### [BRIEF]
Go through the lines below and copy each one that holds the string "left".

### [MATERIAL FOR THIS TASK]
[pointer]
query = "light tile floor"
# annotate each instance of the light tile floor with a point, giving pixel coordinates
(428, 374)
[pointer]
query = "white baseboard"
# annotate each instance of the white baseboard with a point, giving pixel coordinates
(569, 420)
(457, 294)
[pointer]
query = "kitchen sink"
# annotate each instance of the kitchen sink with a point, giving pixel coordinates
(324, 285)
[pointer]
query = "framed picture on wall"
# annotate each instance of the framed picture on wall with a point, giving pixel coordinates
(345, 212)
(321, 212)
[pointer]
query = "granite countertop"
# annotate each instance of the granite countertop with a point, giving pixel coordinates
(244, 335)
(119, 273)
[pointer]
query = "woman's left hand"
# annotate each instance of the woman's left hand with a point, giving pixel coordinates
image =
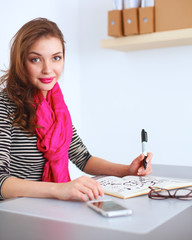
(137, 168)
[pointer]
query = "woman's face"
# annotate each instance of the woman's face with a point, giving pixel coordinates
(44, 63)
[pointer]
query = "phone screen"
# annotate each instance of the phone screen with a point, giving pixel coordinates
(108, 206)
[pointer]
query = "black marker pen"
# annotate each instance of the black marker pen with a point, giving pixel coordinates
(144, 140)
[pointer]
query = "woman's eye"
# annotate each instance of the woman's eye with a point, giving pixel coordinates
(57, 58)
(35, 60)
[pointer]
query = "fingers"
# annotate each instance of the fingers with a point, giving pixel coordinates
(142, 171)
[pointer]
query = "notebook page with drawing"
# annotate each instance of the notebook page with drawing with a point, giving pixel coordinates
(132, 186)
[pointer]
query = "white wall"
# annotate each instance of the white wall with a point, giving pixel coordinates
(125, 92)
(113, 95)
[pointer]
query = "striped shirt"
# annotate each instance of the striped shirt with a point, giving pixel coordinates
(19, 156)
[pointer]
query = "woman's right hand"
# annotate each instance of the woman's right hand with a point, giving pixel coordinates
(83, 189)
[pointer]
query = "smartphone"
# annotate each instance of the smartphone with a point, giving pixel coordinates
(109, 208)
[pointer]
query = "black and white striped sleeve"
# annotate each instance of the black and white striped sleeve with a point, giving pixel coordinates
(78, 153)
(5, 143)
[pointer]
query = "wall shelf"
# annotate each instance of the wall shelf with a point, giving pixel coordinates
(171, 38)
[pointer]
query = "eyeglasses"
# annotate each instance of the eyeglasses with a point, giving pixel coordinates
(161, 193)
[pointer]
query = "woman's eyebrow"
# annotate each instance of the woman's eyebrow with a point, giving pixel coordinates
(34, 53)
(40, 54)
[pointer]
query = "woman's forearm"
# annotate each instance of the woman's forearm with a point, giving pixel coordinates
(16, 187)
(99, 166)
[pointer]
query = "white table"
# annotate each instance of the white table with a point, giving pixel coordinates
(50, 219)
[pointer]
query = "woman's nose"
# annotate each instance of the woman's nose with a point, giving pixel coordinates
(46, 67)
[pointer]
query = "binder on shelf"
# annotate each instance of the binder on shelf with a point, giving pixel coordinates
(146, 20)
(115, 23)
(130, 21)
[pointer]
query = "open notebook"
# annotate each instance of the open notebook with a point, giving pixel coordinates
(132, 186)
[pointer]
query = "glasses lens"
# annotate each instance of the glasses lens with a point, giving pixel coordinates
(159, 193)
(184, 194)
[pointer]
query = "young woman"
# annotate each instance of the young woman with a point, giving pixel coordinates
(36, 133)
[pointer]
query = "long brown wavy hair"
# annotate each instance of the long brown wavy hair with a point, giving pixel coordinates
(16, 80)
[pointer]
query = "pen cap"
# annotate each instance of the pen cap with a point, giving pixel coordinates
(144, 137)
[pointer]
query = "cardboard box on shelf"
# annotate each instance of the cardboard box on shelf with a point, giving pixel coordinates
(173, 14)
(115, 23)
(130, 21)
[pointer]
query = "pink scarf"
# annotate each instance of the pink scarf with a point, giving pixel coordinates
(54, 136)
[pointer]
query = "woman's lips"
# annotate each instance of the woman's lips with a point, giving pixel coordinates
(46, 80)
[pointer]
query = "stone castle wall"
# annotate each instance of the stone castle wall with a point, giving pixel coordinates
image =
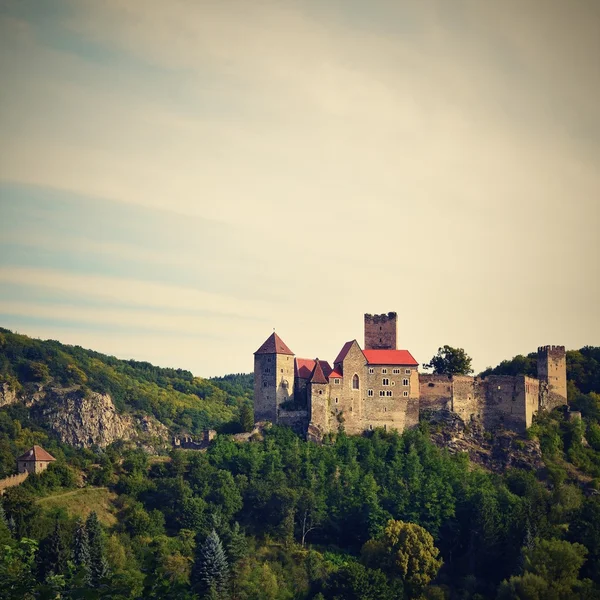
(381, 331)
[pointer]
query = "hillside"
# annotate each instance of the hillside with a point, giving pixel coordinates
(295, 519)
(89, 398)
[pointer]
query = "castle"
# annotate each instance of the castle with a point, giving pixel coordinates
(380, 386)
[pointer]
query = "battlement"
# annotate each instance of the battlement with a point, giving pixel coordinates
(381, 331)
(551, 350)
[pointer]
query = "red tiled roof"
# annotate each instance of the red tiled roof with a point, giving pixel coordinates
(305, 366)
(345, 349)
(274, 345)
(318, 375)
(390, 357)
(35, 454)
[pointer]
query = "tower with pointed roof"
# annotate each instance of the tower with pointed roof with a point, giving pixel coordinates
(273, 378)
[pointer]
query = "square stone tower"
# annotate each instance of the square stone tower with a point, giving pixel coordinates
(552, 373)
(381, 332)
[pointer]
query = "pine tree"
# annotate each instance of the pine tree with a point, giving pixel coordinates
(81, 549)
(210, 570)
(98, 565)
(53, 554)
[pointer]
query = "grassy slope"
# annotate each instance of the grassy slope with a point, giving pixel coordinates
(174, 396)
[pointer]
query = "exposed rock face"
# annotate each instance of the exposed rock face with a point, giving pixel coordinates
(82, 418)
(496, 451)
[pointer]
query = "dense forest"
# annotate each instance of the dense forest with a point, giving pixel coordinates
(385, 516)
(174, 396)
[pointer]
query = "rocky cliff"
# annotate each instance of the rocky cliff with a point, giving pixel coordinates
(84, 418)
(496, 451)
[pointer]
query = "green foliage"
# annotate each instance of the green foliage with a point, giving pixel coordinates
(174, 396)
(450, 361)
(405, 550)
(210, 571)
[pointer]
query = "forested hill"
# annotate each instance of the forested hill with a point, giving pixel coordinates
(175, 397)
(583, 375)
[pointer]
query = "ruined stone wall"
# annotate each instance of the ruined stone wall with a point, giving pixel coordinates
(381, 331)
(468, 400)
(435, 392)
(532, 399)
(350, 402)
(552, 373)
(504, 402)
(319, 406)
(295, 419)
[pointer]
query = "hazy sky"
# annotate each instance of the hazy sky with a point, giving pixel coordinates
(178, 178)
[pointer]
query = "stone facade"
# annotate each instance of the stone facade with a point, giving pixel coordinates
(381, 386)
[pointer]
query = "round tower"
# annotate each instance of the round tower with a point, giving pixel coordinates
(273, 378)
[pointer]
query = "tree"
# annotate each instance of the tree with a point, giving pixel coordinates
(405, 550)
(210, 571)
(246, 417)
(450, 361)
(53, 554)
(98, 565)
(81, 549)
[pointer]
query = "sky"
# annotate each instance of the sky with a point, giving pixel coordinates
(179, 178)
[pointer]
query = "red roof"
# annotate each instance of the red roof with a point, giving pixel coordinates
(35, 454)
(318, 375)
(305, 367)
(345, 349)
(390, 357)
(274, 345)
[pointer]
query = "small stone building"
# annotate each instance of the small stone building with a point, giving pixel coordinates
(35, 460)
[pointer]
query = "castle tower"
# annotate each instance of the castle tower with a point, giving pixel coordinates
(273, 378)
(552, 373)
(319, 398)
(381, 332)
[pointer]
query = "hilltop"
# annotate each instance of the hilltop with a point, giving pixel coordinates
(87, 398)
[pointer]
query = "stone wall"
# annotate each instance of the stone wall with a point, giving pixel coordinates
(350, 402)
(435, 392)
(381, 331)
(552, 373)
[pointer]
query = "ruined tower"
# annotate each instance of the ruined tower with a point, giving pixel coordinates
(552, 374)
(273, 378)
(381, 331)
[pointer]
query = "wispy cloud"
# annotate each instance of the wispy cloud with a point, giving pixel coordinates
(302, 163)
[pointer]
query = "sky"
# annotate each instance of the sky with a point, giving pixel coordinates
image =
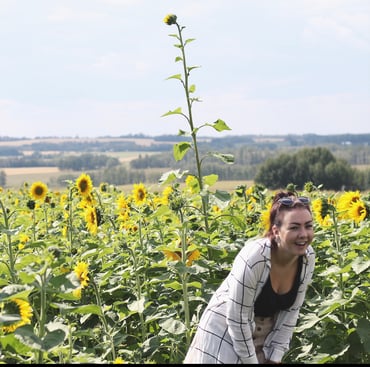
(93, 68)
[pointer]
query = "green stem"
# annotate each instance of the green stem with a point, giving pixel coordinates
(42, 320)
(184, 281)
(104, 320)
(9, 243)
(193, 131)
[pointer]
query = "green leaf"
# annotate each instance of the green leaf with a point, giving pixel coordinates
(175, 76)
(170, 176)
(189, 40)
(363, 330)
(180, 149)
(219, 125)
(173, 326)
(174, 285)
(14, 291)
(226, 158)
(53, 339)
(26, 336)
(222, 195)
(195, 285)
(359, 265)
(137, 306)
(210, 179)
(177, 111)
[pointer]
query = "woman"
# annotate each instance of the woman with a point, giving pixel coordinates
(251, 316)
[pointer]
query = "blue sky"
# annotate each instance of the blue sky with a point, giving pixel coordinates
(92, 68)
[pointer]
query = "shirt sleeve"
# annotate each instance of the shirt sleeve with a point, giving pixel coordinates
(244, 279)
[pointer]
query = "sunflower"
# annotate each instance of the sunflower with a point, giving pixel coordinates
(82, 272)
(19, 307)
(265, 218)
(357, 211)
(38, 190)
(91, 218)
(320, 209)
(192, 183)
(345, 202)
(139, 193)
(165, 195)
(170, 19)
(84, 185)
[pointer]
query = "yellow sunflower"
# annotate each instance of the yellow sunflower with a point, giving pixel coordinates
(357, 211)
(91, 219)
(320, 209)
(170, 19)
(345, 201)
(265, 218)
(84, 185)
(139, 193)
(22, 308)
(192, 184)
(38, 190)
(82, 272)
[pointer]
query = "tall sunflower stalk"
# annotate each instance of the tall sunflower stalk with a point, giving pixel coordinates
(8, 232)
(180, 149)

### [WRITTEN RESPONSE]
query = "woman's left hand"
# annotate each instance of the woman's left hand with a point, giving pixel coordinates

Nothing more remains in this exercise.